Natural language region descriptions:
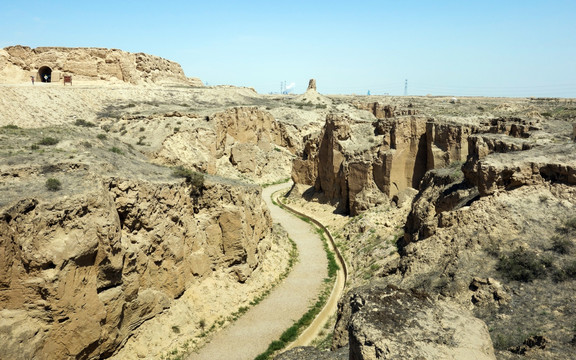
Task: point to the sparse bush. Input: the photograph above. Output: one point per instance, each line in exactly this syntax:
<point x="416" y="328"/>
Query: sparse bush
<point x="562" y="244"/>
<point x="522" y="265"/>
<point x="116" y="150"/>
<point x="53" y="184"/>
<point x="48" y="141"/>
<point x="192" y="177"/>
<point x="82" y="122"/>
<point x="570" y="224"/>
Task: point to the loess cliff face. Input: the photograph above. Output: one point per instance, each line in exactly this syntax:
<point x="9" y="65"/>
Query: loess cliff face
<point x="359" y="164"/>
<point x="80" y="273"/>
<point x="489" y="236"/>
<point x="18" y="63"/>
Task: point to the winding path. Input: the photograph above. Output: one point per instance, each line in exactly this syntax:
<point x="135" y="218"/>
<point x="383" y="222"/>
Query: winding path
<point x="251" y="334"/>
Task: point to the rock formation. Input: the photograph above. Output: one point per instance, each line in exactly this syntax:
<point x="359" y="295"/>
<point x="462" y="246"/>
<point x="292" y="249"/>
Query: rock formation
<point x="311" y="85"/>
<point x="80" y="273"/>
<point x="242" y="139"/>
<point x="356" y="163"/>
<point x="18" y="63"/>
<point x="384" y="322"/>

Exercise aim: No line before the one containing "Task: point to the rock" belongs in the answer; give again exactly that line and all lines after it through the end of the data.

Solution to the exercise:
Task: point to the rock formation. Input: the photograph above. Output: one point per instance, each line in exactly this syntax:
<point x="359" y="295"/>
<point x="462" y="246"/>
<point x="292" y="249"/>
Query: rock formation
<point x="311" y="85"/>
<point x="80" y="273"/>
<point x="242" y="139"/>
<point x="356" y="163"/>
<point x="18" y="63"/>
<point x="384" y="322"/>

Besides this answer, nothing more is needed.